▶ [Given passage]
Understanding how the model works — simple algorithm¶

Solve the model for a set of parameter values
Simulated data from the model
Does it make (economic) sense?
Repeat (many-many times)

may take a lot of time to convince yourself that the code does not have bugs
unexpected/surprising results still appear? Making research progress!

In [2]:

# deterministic model with βR=1 and y=1
m = deaton(beta=0.9,R=1/0.9,ngrid=100,nchgrid=250,sigma=1e-10,nquad=2)
m.solve_egm(tol=1e-10)
init_wealth, T = [1.75,2.25], 50
m.simulator(init_wealth=init_wealth,T=T,seed=2020)
plt.show()

In [3]:

# deterministic model with R=1 and y=1
m = deaton(beta=0.9,R=1.0,ngrid=100,nchgrid=250,sigma=1e-10,nquad=2)
m.solve_egm(tol=1e-10)
init_wealth, T = [1.75,2.25], 50
m.simulator(init_wealth=init_wealth,T=T,seed=2020)
plt.show()

In [4]:

# two stochastic models with different income variance
m1 = deaton(beta=0.9,R=1.05,ngrid=100,nchgrid=250,sigma=0.5)
m2 = deaton(beta=0.9,R=1.05,ngrid=100,nchgrid=250,sigma=0.85)
m1.solve_egm(tol=1e-10)
m2.solve_egm(tol=1e-10)
init_wealth, T = [1.75,2.25], 50
m1.simulator(init_wealth=init_wealth,T=T,seed=2020)
m2.simulator(init_wealth=init_wealth,T=T,seed=2020)
plt.show()

In [5]:

# two stochastic models with different dicount coefficients
m1 = deaton(beta=0.85,R=1.05,ngrid=100,nchgrid=250,sigma=1.5)
m2 = deaton(beta=0.95,R=1.05,ngrid=100,nchgrid=250,sigma=1.5)
m1.solve_egm(tol=1e-10)
m2.solve_egm(tol=1e-10)
init_wealth, T = [1.75,2.25], 50
m1.simulator(init_wealth=init_wealth,T=T,seed=2020)
m2.simulator(init_wealth=init_wealth,T=T,seed=2020)
plt.show()

▶ [Description of the task] Could you rewrite everything from "# two stochastic models with different income" down to "m2 = deaton(beta=0.9,R=1.05,ngrid=100,nchgrid=250,sigma=0.85)" in the model-simulation excerpt, putting "volatility" in place of "variance"?

▶ [Material shown]

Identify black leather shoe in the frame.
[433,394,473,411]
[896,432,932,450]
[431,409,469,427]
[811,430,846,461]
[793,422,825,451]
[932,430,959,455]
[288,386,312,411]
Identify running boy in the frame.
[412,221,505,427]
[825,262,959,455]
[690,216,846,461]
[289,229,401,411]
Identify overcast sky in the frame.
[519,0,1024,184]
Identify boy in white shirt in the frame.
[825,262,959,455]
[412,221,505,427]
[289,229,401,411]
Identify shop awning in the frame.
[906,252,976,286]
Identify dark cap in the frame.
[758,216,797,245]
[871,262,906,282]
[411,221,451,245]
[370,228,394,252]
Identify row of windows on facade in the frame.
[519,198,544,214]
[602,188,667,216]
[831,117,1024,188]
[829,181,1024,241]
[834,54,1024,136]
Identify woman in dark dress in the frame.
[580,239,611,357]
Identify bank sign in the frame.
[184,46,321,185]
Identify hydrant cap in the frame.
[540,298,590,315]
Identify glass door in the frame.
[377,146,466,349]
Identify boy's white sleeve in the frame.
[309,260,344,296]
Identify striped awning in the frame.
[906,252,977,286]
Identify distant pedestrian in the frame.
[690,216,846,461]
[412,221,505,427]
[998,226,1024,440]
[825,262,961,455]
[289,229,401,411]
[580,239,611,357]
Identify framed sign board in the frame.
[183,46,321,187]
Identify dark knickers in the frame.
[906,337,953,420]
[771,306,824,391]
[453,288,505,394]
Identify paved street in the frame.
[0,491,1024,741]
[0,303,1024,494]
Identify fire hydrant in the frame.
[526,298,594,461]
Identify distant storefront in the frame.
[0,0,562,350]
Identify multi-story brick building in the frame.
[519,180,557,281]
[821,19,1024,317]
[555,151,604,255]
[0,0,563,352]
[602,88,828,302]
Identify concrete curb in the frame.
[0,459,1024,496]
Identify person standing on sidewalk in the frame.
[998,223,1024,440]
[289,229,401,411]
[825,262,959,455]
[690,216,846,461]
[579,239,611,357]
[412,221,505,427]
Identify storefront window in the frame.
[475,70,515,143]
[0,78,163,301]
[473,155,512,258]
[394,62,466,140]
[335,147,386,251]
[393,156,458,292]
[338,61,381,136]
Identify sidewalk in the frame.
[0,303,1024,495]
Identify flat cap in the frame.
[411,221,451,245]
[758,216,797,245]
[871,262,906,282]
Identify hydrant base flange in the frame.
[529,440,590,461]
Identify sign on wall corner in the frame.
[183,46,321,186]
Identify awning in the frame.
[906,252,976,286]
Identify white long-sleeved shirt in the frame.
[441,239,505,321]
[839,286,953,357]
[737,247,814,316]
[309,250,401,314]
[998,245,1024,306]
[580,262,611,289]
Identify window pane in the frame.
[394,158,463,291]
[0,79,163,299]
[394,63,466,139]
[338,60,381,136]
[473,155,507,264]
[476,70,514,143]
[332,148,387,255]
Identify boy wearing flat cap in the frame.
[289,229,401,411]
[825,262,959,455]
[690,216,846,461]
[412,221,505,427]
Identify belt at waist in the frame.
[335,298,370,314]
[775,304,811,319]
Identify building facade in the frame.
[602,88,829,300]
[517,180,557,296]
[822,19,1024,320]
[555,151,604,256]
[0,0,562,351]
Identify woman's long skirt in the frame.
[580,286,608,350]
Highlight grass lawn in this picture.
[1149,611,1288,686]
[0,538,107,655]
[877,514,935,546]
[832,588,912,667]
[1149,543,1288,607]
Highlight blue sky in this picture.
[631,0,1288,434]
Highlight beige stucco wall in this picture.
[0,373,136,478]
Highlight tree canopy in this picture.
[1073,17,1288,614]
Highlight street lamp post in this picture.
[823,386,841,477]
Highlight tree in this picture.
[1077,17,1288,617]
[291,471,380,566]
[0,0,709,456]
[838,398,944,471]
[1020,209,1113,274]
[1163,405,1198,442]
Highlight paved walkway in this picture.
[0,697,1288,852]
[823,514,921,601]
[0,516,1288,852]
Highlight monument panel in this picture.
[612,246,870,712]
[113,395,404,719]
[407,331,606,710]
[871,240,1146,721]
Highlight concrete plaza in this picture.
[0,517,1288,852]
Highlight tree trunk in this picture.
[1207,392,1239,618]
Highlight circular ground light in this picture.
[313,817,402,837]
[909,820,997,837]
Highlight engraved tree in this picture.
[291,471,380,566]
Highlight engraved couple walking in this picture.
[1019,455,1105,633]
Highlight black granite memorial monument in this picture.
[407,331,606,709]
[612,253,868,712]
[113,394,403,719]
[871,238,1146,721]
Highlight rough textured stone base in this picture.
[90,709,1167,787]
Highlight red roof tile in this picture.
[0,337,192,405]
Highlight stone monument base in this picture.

▶ [Output of the exercise]
# two stochastic models with different income volatility
m1 = deaton(beta=0.9,R=1.05,ngrid=100,nchgrid=250,sigma=0.5)
m2 = deaton(beta=0.9,R=1.05,ngrid=100,nchgrid=250,sigma=0.85)